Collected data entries
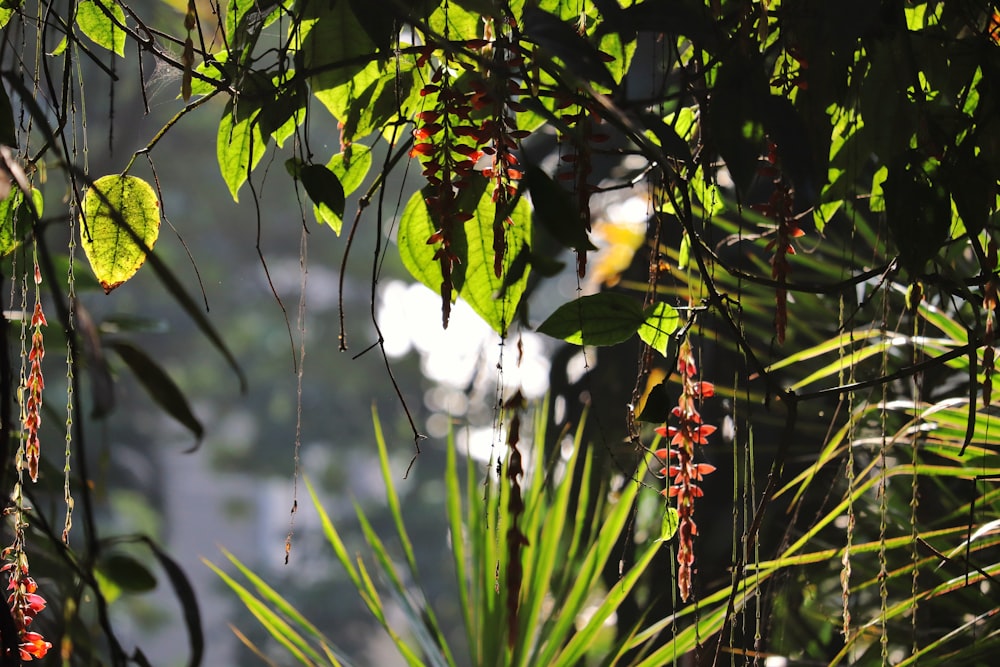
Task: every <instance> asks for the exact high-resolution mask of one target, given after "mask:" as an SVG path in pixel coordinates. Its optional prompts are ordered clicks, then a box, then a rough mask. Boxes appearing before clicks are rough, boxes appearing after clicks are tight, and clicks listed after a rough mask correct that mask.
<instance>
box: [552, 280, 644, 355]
mask: <svg viewBox="0 0 1000 667" xmlns="http://www.w3.org/2000/svg"><path fill="white" fill-rule="evenodd" d="M645 323H646V314H645V313H644V312H643V311H642V307H641V306H640V305H639V302H638V301H636V299H635V298H634V297H630V296H626V295H624V294H616V293H611V292H601V293H599V294H593V295H591V296H584V297H581V298H579V299H577V300H575V301H571V302H569V303H566V304H563V305H562V306H560V307H559V308H558V309H557V310H556V312H554V313H552V314H551V315H549V317H548V319H547V320H545V321H544V322H542V324H541V326H539V327H538V332H539V333H543V334H546V335H548V336H552V337H553V338H561V339H562V340H565V341H566V342H568V343H573V344H575V345H616V344H618V343H622V342H624V341H626V340H628V339H629V338H631V337H632V336H633V335H635V333H636V332H637V331H639V328H640V327H642V326H643V325H644V324H645Z"/></svg>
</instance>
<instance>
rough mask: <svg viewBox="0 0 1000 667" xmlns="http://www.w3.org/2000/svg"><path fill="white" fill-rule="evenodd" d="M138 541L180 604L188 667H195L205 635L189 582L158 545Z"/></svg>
mask: <svg viewBox="0 0 1000 667" xmlns="http://www.w3.org/2000/svg"><path fill="white" fill-rule="evenodd" d="M140 541H141V542H142V543H143V544H145V545H146V546H148V547H149V549H150V551H152V552H153V555H154V556H156V560H157V562H158V563H159V564H160V567H162V568H163V571H164V572H166V573H167V578H168V579H169V580H170V585H171V587H172V588H173V589H174V595H176V596H177V601H178V602H179V603H180V607H181V610H182V611H183V614H184V626H185V628H186V629H187V633H188V646H189V648H190V649H191V658H190V659H189V661H188V665H189V667H196V666H197V665H200V664H201V659H202V656H203V655H204V653H205V633H204V631H203V630H202V627H201V612H200V611H199V609H198V598H197V596H196V595H195V593H194V588H193V587H192V586H191V581H190V580H189V579H188V578H187V575H186V574H184V570H183V569H182V568H181V566H180V565H178V564H177V561H175V560H174V559H173V558H171V557H170V556H168V555H167V553H166V552H165V551H163V550H162V549H161V548H160V547H159V545H157V544H156V542H154V541H153V540H151V539H149V538H147V537H142V538H140Z"/></svg>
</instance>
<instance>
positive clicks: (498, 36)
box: [472, 17, 530, 278]
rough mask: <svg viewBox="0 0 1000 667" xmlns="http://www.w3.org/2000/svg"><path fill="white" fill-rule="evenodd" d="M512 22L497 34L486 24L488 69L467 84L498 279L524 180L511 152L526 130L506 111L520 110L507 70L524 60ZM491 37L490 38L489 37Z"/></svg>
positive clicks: (526, 134)
mask: <svg viewBox="0 0 1000 667" xmlns="http://www.w3.org/2000/svg"><path fill="white" fill-rule="evenodd" d="M516 28H517V22H516V21H514V19H513V18H510V17H508V18H507V20H505V21H501V22H499V30H496V29H495V28H494V21H493V20H488V21H487V23H486V27H485V29H484V30H485V32H484V35H485V36H486V38H487V39H488V40H491V41H490V46H489V47H488V49H485V50H484V54H485V53H489V54H491V55H492V59H493V68H492V70H491V71H490V75H489V76H488V77H486V78H484V79H479V80H475V81H473V84H472V86H473V89H475V91H476V98H475V104H476V108H477V109H484V110H485V111H486V113H487V115H486V118H485V119H484V120H483V122H482V125H481V126H480V137H479V138H480V143H481V145H482V144H484V143H485V145H482V151H483V154H485V155H486V157H487V160H488V161H489V164H488V165H487V166H486V168H484V169H483V172H482V173H483V176H485V177H486V178H489V179H490V180H491V181H492V182H493V194H492V199H493V203H494V204H496V216H495V218H494V221H493V252H494V255H493V273H494V275H495V276H496V277H497V278H499V277H500V276H501V275H502V274H503V260H504V256H505V255H506V254H507V240H506V235H507V226H508V225H510V224H511V221H510V216H509V215H508V214H509V212H510V210H511V209H512V208H513V206H514V201H515V199H516V196H517V184H518V181H520V180H521V179H522V178H523V177H524V172H523V171H522V170H521V167H520V160H519V159H518V157H517V154H516V153H515V151H516V150H517V148H518V143H517V142H518V141H520V140H521V139H524V138H525V137H527V136H528V135H529V134H530V133H529V132H528V131H527V130H518V129H517V121H516V120H515V115H514V113H512V112H519V111H524V107H523V106H521V104H520V103H519V102H517V101H515V100H514V99H513V98H514V96H515V95H518V94H520V92H521V87H520V85H518V83H517V82H516V81H514V80H513V78H511V77H510V76H507V73H508V72H511V71H514V70H516V69H518V68H520V67H522V66H523V64H524V58H523V57H522V56H521V53H520V50H519V49H518V48H517V47H516V45H515V38H514V31H515V30H516ZM494 33H495V34H494Z"/></svg>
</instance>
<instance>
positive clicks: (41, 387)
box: [21, 264, 48, 482]
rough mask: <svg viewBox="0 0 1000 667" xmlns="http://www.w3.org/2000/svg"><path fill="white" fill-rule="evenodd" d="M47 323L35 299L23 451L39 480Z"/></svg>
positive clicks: (30, 465)
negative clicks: (42, 410)
mask: <svg viewBox="0 0 1000 667" xmlns="http://www.w3.org/2000/svg"><path fill="white" fill-rule="evenodd" d="M41 282H42V273H41V271H40V270H39V269H38V265H37V264H36V265H35V284H36V285H38V284H40V283H41ZM46 324H48V323H47V322H46V321H45V314H44V313H43V312H42V304H41V302H40V301H38V300H36V301H35V310H34V312H33V313H32V315H31V350H30V351H29V352H28V363H29V364H30V367H29V369H28V378H27V380H26V381H25V386H24V391H25V392H26V393H27V400H26V401H25V403H24V412H23V414H22V418H21V421H22V423H23V424H24V430H25V432H26V435H27V438H26V441H25V446H24V453H25V457H26V458H27V460H28V474H29V475H30V476H31V481H32V482H37V481H38V458H39V456H40V454H41V447H40V444H39V440H38V428H39V427H40V426H41V425H42V390H43V389H44V388H45V379H44V378H43V377H42V359H43V358H45V339H44V337H43V336H42V327H43V326H45V325H46Z"/></svg>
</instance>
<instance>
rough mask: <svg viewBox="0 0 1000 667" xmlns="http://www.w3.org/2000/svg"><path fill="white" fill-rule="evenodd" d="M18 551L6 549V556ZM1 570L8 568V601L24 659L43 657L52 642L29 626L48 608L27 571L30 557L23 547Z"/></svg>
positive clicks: (7, 596) (9, 557)
mask: <svg viewBox="0 0 1000 667" xmlns="http://www.w3.org/2000/svg"><path fill="white" fill-rule="evenodd" d="M13 554H15V550H14V547H8V548H7V549H5V550H4V557H5V558H10V557H11V556H12V555H13ZM0 572H6V573H7V577H8V584H7V590H9V591H10V595H9V596H7V605H8V606H9V607H10V611H11V616H12V617H13V619H14V627H16V628H17V631H18V635H19V636H20V639H21V642H20V646H19V647H18V648H19V650H20V656H21V660H22V661H28V660H33V659H35V658H39V659H40V658H44V657H45V654H46V653H48V651H49V649H50V648H52V644H51V642H47V641H45V638H44V637H43V636H42V635H40V634H39V633H37V632H34V631H32V630H29V629H28V628H29V627H30V626H31V622H32V621H34V620H35V616H36V615H38V613H39V612H41V611H42V610H43V609H45V606H46V602H45V598H43V597H42V596H41V595H39V594H38V593H37V591H38V584H36V583H35V580H34V579H32V578H31V577H30V576H29V575H28V559H27V557H26V556H25V555H24V552H23V551H20V552H17V553H16V556H15V557H14V562H9V563H7V564H6V565H4V566H3V567H2V568H0Z"/></svg>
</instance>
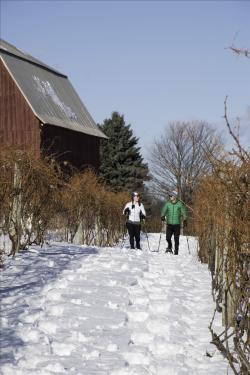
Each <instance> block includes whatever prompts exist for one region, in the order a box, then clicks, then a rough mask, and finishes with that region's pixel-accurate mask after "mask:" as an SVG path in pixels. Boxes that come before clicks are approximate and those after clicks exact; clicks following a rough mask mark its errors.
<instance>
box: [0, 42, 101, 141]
mask: <svg viewBox="0 0 250 375" xmlns="http://www.w3.org/2000/svg"><path fill="white" fill-rule="evenodd" d="M0 57H1V59H2V61H3V63H4V65H5V66H6V68H7V69H8V71H9V73H10V74H11V76H12V78H13V79H14V81H15V82H16V84H17V86H18V87H19V89H20V90H21V92H22V94H23V96H24V97H25V99H26V101H27V102H28V103H29V105H30V107H31V109H32V111H33V112H34V114H35V115H36V116H37V117H38V118H39V120H40V121H41V122H42V123H44V124H50V125H55V126H59V127H63V128H66V129H70V130H74V131H77V132H81V133H85V134H89V135H93V136H96V137H100V138H107V137H106V136H105V135H104V133H103V132H102V131H101V130H99V128H98V127H97V125H96V124H95V122H94V120H93V118H92V117H91V115H90V114H89V112H88V110H87V108H86V107H85V106H84V104H83V103H82V101H81V99H80V98H79V96H78V94H77V93H76V91H75V90H74V88H73V86H72V85H71V83H70V81H69V80H68V78H67V76H66V75H64V74H62V73H60V72H58V71H56V70H55V69H53V68H51V67H49V66H48V65H45V64H44V63H42V62H40V61H39V60H37V59H35V58H33V57H32V56H30V55H28V54H26V53H24V52H22V51H20V50H18V49H17V48H16V47H14V46H12V45H11V44H9V43H7V42H5V41H3V40H0Z"/></svg>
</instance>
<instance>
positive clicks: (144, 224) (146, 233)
mask: <svg viewBox="0 0 250 375" xmlns="http://www.w3.org/2000/svg"><path fill="white" fill-rule="evenodd" d="M144 230H145V234H146V238H147V241H148V250H149V251H151V250H150V246H149V240H148V234H147V230H146V226H145V223H144Z"/></svg>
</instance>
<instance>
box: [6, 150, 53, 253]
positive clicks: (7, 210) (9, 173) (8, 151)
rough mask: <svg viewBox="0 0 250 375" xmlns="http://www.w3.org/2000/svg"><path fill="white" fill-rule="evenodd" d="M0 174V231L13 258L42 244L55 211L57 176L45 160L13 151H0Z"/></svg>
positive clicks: (28, 153)
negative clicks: (0, 208) (9, 241)
mask: <svg viewBox="0 0 250 375" xmlns="http://www.w3.org/2000/svg"><path fill="white" fill-rule="evenodd" d="M0 170H1V174H0V199H1V202H2V205H1V210H0V230H1V232H2V233H3V234H6V235H8V236H9V238H10V240H11V243H12V249H11V255H15V253H16V252H17V251H19V250H21V249H24V248H25V247H27V246H28V245H30V244H31V243H36V244H39V245H42V244H43V241H44V234H45V230H46V229H47V228H48V227H49V224H50V220H51V219H52V217H53V215H54V214H55V211H56V204H57V202H58V199H57V194H58V191H57V190H58V185H59V176H58V175H57V173H56V172H55V167H54V164H53V163H52V162H50V161H49V160H48V159H41V158H38V157H37V156H36V155H34V154H33V153H32V152H31V151H20V150H16V149H13V148H11V149H10V148H6V149H2V150H1V152H0Z"/></svg>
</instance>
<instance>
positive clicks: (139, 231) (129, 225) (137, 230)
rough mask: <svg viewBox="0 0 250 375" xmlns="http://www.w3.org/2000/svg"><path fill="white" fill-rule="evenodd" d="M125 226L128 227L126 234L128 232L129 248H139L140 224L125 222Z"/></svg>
mask: <svg viewBox="0 0 250 375" xmlns="http://www.w3.org/2000/svg"><path fill="white" fill-rule="evenodd" d="M127 228H128V234H129V242H130V247H131V249H134V248H135V243H136V248H137V249H140V248H141V246H140V233H141V225H140V224H133V223H130V222H127Z"/></svg>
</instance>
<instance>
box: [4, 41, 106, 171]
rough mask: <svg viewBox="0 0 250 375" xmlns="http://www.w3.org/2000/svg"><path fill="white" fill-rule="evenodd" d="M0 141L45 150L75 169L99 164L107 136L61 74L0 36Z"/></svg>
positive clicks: (11, 143) (69, 84)
mask: <svg viewBox="0 0 250 375" xmlns="http://www.w3.org/2000/svg"><path fill="white" fill-rule="evenodd" d="M0 74H1V90H0V109H1V111H0V142H1V143H6V144H12V145H23V146H25V147H26V146H28V145H29V144H30V145H31V146H32V148H33V149H35V150H36V151H38V152H41V150H42V149H45V148H46V149H47V150H49V152H50V153H53V154H54V155H57V156H58V155H59V158H60V160H61V161H69V162H70V163H72V164H73V165H74V166H75V167H77V168H81V167H83V166H92V167H94V168H95V169H98V167H99V148H100V140H101V139H102V138H107V137H106V136H105V134H104V133H102V132H101V130H100V129H99V128H98V126H97V125H96V124H95V122H94V120H93V118H92V117H91V115H90V114H89V112H88V110H87V109H86V107H85V106H84V104H83V103H82V101H81V99H80V98H79V96H78V95H77V93H76V91H75V90H74V88H73V86H72V85H71V83H70V81H69V80H68V78H67V76H66V75H64V74H62V73H60V72H58V71H56V70H55V69H53V68H51V67H49V66H48V65H46V64H44V63H42V62H40V61H39V60H37V59H35V58H33V57H32V56H30V55H28V54H25V53H23V52H22V51H20V50H18V49H16V48H15V47H14V46H12V45H10V44H9V43H7V42H5V41H3V40H0Z"/></svg>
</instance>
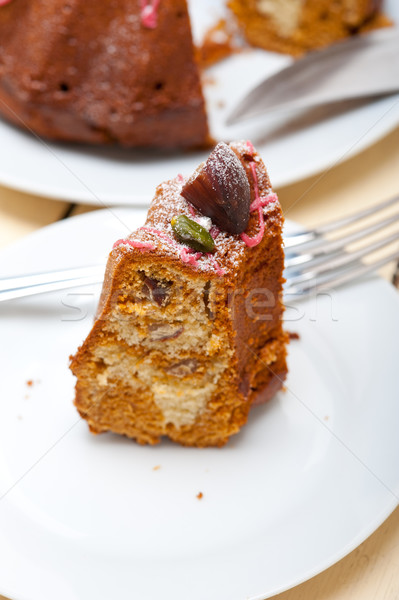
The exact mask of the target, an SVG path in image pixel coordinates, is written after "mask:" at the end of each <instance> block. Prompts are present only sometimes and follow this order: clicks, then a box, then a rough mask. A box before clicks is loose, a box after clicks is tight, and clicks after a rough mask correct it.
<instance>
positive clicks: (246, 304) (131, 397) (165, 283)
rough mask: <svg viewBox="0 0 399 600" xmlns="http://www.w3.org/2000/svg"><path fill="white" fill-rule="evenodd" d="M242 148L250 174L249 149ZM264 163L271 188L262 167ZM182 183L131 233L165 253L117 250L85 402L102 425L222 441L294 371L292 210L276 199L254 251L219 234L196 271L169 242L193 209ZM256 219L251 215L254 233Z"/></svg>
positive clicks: (182, 436) (92, 357)
mask: <svg viewBox="0 0 399 600" xmlns="http://www.w3.org/2000/svg"><path fill="white" fill-rule="evenodd" d="M234 148H235V150H236V152H237V153H238V154H239V156H240V158H241V160H242V162H243V164H244V165H245V168H246V169H248V174H249V166H248V164H247V162H246V159H245V158H244V156H245V152H244V150H245V148H244V146H243V145H237V146H234ZM257 171H258V176H259V189H260V192H261V193H265V194H266V193H268V192H270V182H269V180H268V177H267V173H266V170H265V168H264V166H263V163H261V162H258V163H257ZM181 188H182V183H181V181H179V179H178V178H177V179H175V180H172V181H170V182H166V183H165V184H162V185H161V186H159V187H158V189H157V194H156V197H155V199H154V201H153V203H152V206H151V209H150V211H149V215H148V219H147V222H146V224H145V227H144V228H141V229H139V230H137V231H135V232H133V234H132V236H130V238H129V239H130V240H135V243H137V242H142V243H154V244H156V251H155V252H152V251H149V252H142V251H140V250H139V249H137V250H136V249H132V248H131V247H130V246H129V245H128V244H125V243H121V244H119V245H117V246H116V248H115V249H114V250H113V251H112V253H111V255H110V259H109V262H108V266H107V271H106V279H105V282H104V287H103V292H102V296H101V300H100V306H99V310H98V315H97V320H96V322H95V324H94V327H93V330H92V331H91V333H90V334H89V336H88V338H87V339H86V341H85V342H84V344H83V345H82V346H81V348H80V349H79V350H78V352H77V354H76V355H75V357H73V359H72V365H71V366H72V370H73V372H74V374H75V375H76V376H77V378H78V381H77V386H76V400H75V403H76V406H77V408H78V410H79V412H80V414H81V415H82V416H83V417H84V418H85V419H87V421H88V423H89V426H90V429H91V431H93V432H95V433H99V432H101V431H107V430H110V431H114V432H116V433H121V434H124V435H127V436H129V437H132V438H135V439H136V440H137V441H138V442H140V443H150V444H154V443H157V442H159V441H160V438H161V437H162V436H165V435H166V436H168V437H169V438H171V439H172V440H175V441H178V442H179V443H181V444H184V445H194V446H220V445H223V444H225V443H226V441H227V440H228V438H229V437H230V436H231V435H232V434H234V433H237V432H238V430H239V429H240V427H241V426H242V425H243V424H244V423H245V422H246V420H247V416H248V412H249V410H250V407H251V404H253V403H256V402H259V401H265V400H267V399H269V398H270V397H271V396H272V395H273V394H274V393H275V391H276V390H277V389H279V388H281V386H282V384H283V380H284V378H285V375H286V372H287V367H286V362H285V359H286V342H287V335H286V333H285V332H284V331H283V328H282V312H283V307H282V304H281V293H282V283H283V279H282V270H283V250H282V240H281V226H282V214H281V208H280V205H279V204H278V201H276V202H273V203H271V204H270V206H269V207H267V210H265V221H266V230H265V235H264V238H263V240H262V243H261V244H259V245H258V246H256V247H255V248H248V247H247V246H246V245H245V244H244V243H243V242H242V240H241V238H240V236H238V235H229V234H227V233H224V232H220V234H219V235H218V237H217V239H216V246H217V250H216V252H215V253H214V255H213V256H212V257H207V256H204V257H201V258H200V259H199V260H198V265H197V267H195V268H194V267H193V266H192V265H190V264H185V263H183V262H182V260H181V257H180V254H179V253H180V250H181V249H180V247H179V245H178V244H174V243H173V240H172V238H171V233H172V232H171V229H170V221H171V218H172V217H173V216H174V215H175V214H176V213H178V214H187V215H190V214H191V212H190V209H189V206H188V203H187V202H186V200H184V198H182V196H181V195H180V192H181ZM252 192H253V189H252ZM192 210H193V209H192V207H191V211H192ZM257 226H258V224H257V218H256V215H254V214H253V215H251V218H250V223H249V227H248V229H247V231H248V233H249V234H251V235H252V234H253V233H254V231H256V229H257ZM156 232H161V235H164V236H165V237H160V235H159V233H156ZM169 236H170V237H169ZM215 265H217V268H215ZM222 271H223V275H220V273H221V272H222Z"/></svg>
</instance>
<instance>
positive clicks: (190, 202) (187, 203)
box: [187, 202, 197, 219]
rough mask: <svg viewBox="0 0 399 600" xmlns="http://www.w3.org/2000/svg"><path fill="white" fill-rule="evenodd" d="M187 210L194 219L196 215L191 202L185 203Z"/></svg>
mask: <svg viewBox="0 0 399 600" xmlns="http://www.w3.org/2000/svg"><path fill="white" fill-rule="evenodd" d="M187 206H188V210H189V211H190V215H191V216H192V217H193V218H194V219H195V218H196V217H197V215H196V214H195V210H194V207H193V205H192V204H191V202H187Z"/></svg>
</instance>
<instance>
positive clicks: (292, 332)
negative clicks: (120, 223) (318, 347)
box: [288, 331, 301, 340]
mask: <svg viewBox="0 0 399 600" xmlns="http://www.w3.org/2000/svg"><path fill="white" fill-rule="evenodd" d="M288 337H289V338H290V340H300V339H301V336H300V335H299V333H297V332H296V331H289V332H288Z"/></svg>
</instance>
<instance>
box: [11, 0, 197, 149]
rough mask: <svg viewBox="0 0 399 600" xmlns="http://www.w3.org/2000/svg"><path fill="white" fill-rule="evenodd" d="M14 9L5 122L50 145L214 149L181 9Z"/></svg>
mask: <svg viewBox="0 0 399 600" xmlns="http://www.w3.org/2000/svg"><path fill="white" fill-rule="evenodd" d="M156 17H157V18H156V24H155V25H156V26H154V27H148V26H145V25H144V24H143V19H142V9H141V7H140V2H139V0H117V1H114V2H98V1H97V0H84V1H83V2H82V0H70V1H68V2H67V3H65V2H63V1H62V2H59V1H58V0H51V1H49V0H35V1H34V2H32V0H12V1H11V2H10V3H9V4H6V5H4V6H0V114H2V115H3V116H4V117H6V118H7V119H9V120H10V121H12V122H13V123H15V124H16V125H18V126H20V127H23V128H25V129H28V130H31V131H32V132H33V133H35V134H36V135H39V136H44V137H46V138H51V139H54V140H62V141H77V142H84V143H89V144H109V143H117V144H120V145H122V146H127V147H157V148H179V147H183V148H190V147H200V146H204V145H208V144H209V136H208V129H207V120H206V114H205V105H204V99H203V96H202V91H201V84H200V79H199V73H198V68H197V65H196V62H195V57H194V49H193V44H192V37H191V30H190V21H189V16H188V12H187V6H186V1H185V0H162V2H161V3H160V4H159V7H158V12H157V15H156Z"/></svg>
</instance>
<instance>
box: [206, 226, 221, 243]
mask: <svg viewBox="0 0 399 600" xmlns="http://www.w3.org/2000/svg"><path fill="white" fill-rule="evenodd" d="M209 233H210V235H211V236H212V237H213V239H214V240H216V238H217V236H218V235H219V233H220V229H219V227H216V225H212V227H211V228H210V230H209Z"/></svg>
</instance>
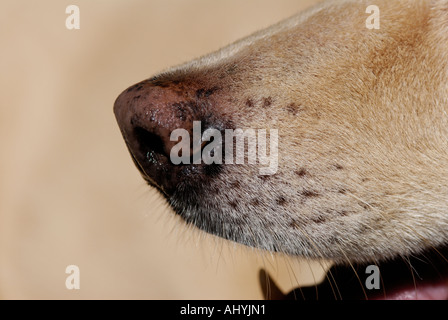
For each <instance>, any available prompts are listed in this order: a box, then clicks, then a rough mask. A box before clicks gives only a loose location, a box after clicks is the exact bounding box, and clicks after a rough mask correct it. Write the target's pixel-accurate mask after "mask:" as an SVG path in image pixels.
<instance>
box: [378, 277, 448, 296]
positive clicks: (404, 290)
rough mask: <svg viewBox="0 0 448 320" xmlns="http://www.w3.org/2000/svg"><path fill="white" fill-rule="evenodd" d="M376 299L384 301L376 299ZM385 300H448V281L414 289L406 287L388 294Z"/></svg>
mask: <svg viewBox="0 0 448 320" xmlns="http://www.w3.org/2000/svg"><path fill="white" fill-rule="evenodd" d="M378 299H384V297H383V298H381V297H378ZM385 300H448V281H446V280H445V281H440V282H436V283H427V284H424V283H419V285H418V286H417V287H416V288H415V287H412V288H410V287H406V288H402V289H397V290H393V291H392V292H388V293H387V296H386V298H385Z"/></svg>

### Prompt
Identify the lines of the entries containing the string "coordinates". Copy each such line.

### Result for this task
Task: every <instance> asks for the exact high-resolution mask of one target, given after "mask:" as an SVG path in pixel coordinates. Its optional prompts are ordered clicks, then a box, then a rough mask. Boxes appearing before clicks are rough, boxes appearing after clicks are tight, and clicks listed after a rough mask correct that mask.
The exact mask of the target, an SVG path in image pixel coordinates, is written after "mask:" at the end of each <instance> block. Prompts are present only sometimes and follow this order: clicks, then a box, then a rough mask. A box before clicks is loose, a box after clicks is tight, and clicks after a rough mask correct it.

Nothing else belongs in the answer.